Every entry below is to be copied exactly as written.
[SUPPLIED ENTRIES Boundary: Start]
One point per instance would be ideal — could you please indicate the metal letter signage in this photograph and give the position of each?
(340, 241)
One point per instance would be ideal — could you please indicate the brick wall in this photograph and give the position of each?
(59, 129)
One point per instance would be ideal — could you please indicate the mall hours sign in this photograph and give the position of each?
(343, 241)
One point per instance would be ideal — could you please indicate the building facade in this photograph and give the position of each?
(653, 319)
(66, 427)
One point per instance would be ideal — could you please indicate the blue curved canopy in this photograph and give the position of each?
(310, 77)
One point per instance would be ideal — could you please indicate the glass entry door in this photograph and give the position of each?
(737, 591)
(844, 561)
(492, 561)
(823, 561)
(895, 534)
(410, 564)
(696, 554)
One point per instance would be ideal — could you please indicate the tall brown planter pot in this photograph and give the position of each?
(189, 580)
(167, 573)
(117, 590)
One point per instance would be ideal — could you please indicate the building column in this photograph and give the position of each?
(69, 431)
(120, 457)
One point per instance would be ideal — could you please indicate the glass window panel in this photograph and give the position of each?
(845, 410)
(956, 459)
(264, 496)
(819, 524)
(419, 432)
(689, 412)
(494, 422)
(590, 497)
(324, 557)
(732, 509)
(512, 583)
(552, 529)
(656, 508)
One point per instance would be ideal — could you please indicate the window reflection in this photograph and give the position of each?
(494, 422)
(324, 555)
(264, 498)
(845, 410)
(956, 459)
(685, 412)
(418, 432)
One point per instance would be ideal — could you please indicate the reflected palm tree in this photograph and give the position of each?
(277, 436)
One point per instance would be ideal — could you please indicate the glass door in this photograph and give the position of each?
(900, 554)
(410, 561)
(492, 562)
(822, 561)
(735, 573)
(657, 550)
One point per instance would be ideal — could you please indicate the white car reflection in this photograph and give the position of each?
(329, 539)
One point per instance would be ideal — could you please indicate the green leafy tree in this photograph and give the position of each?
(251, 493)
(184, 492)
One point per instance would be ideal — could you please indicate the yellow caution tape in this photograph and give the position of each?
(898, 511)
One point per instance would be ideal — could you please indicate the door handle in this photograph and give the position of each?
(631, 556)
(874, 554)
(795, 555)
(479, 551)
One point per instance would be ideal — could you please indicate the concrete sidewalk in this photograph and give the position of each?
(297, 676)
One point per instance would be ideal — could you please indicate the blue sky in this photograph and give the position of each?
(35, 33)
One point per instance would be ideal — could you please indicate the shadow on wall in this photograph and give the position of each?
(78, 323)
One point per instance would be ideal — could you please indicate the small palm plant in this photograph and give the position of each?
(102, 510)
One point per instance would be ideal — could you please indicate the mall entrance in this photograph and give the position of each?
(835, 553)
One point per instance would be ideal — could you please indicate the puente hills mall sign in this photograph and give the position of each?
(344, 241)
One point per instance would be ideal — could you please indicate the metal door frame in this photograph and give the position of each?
[SUPPLIED ENTRIES Boundary: End]
→ **TASK ANSWER**
One point per instance would be ideal — could you please indicate the metal letter signage in this photograph and give the position of each?
(340, 241)
One point per instance would be ideal — could you please indicate the brick wall in this photograph and give the position of each?
(59, 129)
One point per instance would be ideal — could you please indicate the mall hours sign in this photograph and give the position of each?
(343, 241)
One point per instance would be ideal — could you please indicate the building facade in this photograph and give the position of each?
(653, 319)
(66, 427)
One point per instance would be ideal — could you please indicate the blue curved canopy in this photograph and give the position of each?
(310, 77)
One point per instance would be ideal — could you please indicate the glass entry door in this photograph and give the position of each?
(737, 591)
(844, 561)
(492, 561)
(823, 561)
(895, 534)
(410, 564)
(696, 554)
One point per instance would be ideal — could you please indicate the tall brown planter pot in this photograph and give the position of each?
(189, 580)
(167, 573)
(117, 590)
One point per instance would be ideal — could you please indicate the building column in this photograph and give the position of each?
(69, 431)
(120, 457)
One point per instance would be ideal — could you please indicate the glass window panel in this photograph and give the position of each?
(845, 410)
(956, 459)
(264, 496)
(819, 524)
(419, 432)
(689, 412)
(494, 422)
(590, 497)
(324, 557)
(732, 509)
(512, 583)
(552, 529)
(656, 508)
One point per instance would be ideal — could you please indicate the window reflection in this photograph and give the position of each?
(494, 422)
(324, 555)
(264, 498)
(845, 410)
(956, 459)
(685, 412)
(418, 432)
One point per instance would be ideal — could you please indicate the reflected palm tree in this photograph and give the position of each?
(277, 436)
One point per instance would be ideal — could you please indicate the glass door in this photograph and give the position of each?
(900, 554)
(410, 561)
(492, 562)
(822, 561)
(735, 573)
(657, 550)
One point per instance would be ideal — could you please indicate the white car reflection in this photograph and give the position of each?
(329, 539)
One point per instance would be ideal — could you please indicate the green leafy tree in this photograph and give the position of each?
(251, 493)
(184, 492)
One point per instance would be ideal — could you please indicate the yellow caution tape in this photograph and give the position of each?
(898, 511)
One point per instance would be ideal — could you please indicate the door handle in this photograph and give the position of each?
(631, 556)
(874, 554)
(795, 555)
(479, 551)
One point per instance would be ideal — could you please indicate the concrete sidewalk in this photograph and give the position of each?
(297, 676)
One point per instance would be ideal — could you please indicate the blue sky in this photograph and give the position of each?
(35, 33)
One point per instance would be ideal — could you please indicate the shadow on wall in this photograph and give the position of each?
(78, 323)
One point per instance would be ideal — could you please indicate the small palm plant in this photograph and give the position of each?
(102, 510)
One point per instance would be ideal — could you please indicate the mall entrance in this photograph and give the position of each?
(835, 553)
One point per instance would be ideal — could you please indicate the puente hills mall sign in this photograph and give the position of each?
(344, 241)
One point per instance would be ideal — could you please indicate the metal door frame in this photograph and give the position of each?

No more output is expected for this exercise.